TEXT -
# Jigsaw Puzzles:  My first attempt



## Bobw235 (May 17, 2016)

While up in Vermont last week my wife picked up a 1,000 piece puzzle from a company called White Mountain Puzzles.  We worked on it for two days and I finished it up late last night, only to discover one piece was missing!  UGH.  Hoping the company will send us a new puzzle piece so I can then give it to my mom to work on.  I really enjoyed the challenge of doing this.  The one we chose is called "Best Sellers" and features the covers of best selling books from over the years.  Here's the final result.


----------



## Ameriscot (May 17, 2016)

Wow!  I've never seen one like that.  I'd love one of those.  I've done jigsaw puzzles but the problem is having a table or space you won't be using to keep it on.

PROVIDED RECORDS -
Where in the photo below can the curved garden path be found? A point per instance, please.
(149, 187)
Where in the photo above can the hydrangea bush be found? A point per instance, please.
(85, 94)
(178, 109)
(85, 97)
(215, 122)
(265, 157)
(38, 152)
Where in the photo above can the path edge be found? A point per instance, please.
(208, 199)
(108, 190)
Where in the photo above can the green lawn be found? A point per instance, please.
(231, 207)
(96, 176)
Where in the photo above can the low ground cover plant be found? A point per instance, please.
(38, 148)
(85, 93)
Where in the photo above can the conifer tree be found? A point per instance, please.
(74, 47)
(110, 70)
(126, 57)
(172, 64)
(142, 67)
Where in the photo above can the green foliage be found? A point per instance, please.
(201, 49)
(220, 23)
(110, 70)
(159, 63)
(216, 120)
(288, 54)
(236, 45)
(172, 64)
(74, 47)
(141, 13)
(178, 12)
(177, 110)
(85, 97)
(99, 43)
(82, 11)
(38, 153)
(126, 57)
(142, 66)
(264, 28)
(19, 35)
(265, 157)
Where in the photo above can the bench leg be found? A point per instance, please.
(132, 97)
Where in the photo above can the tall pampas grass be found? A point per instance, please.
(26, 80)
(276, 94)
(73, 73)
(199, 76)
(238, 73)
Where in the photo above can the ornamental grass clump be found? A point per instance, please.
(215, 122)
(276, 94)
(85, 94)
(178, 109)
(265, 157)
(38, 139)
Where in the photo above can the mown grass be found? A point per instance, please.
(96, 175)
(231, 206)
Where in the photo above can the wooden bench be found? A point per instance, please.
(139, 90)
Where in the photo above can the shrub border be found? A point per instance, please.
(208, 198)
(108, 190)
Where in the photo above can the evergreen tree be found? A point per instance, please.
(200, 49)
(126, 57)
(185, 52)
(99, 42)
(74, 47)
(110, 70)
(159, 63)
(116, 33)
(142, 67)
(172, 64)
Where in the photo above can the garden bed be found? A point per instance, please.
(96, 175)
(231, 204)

EXERCISES -
1. Do these statements agree with the jigsaw puzzle thread? (a) The puzzle was bought in Vermont. (b) Every piece of the puzzle turned up. (c) Ameriscot has never done a jigsaw puzzle. Answer yes or no for each and quote the words from the thread that settle it.
2. Can you carry on the jigsaw puzzle thread from the point where it stops?
Nothing in the records is needed for this work.

RESULTS OF THE TASKS -
1.
(a) Yes: "While up in Vermont last week my wife picked up a 1,000 piece puzzle"
(b) No: "only to discover one piece was missing!"
(c) No: "I've done jigsaw puzzles"

2.
----------



## Guitarist (May 17, 2016)

For years we would buy a 500-piece jigsaw puzzle for our family Christmas present.  They came from a wonderful company called Springbok, and had beautiful pictures and were different shapes (round, octagonal, etc.).  I always wanted to buy one of the solid-colored ones, e.g., _Little Red Riding Hood's Hood, Flat Banana,_ etc.  They were good-quality puzzles.

Occasionally I will do a puzzle online but they're not as much fun as those Springbok family puzzles were.


----------



## NancyNGA (May 17, 2016)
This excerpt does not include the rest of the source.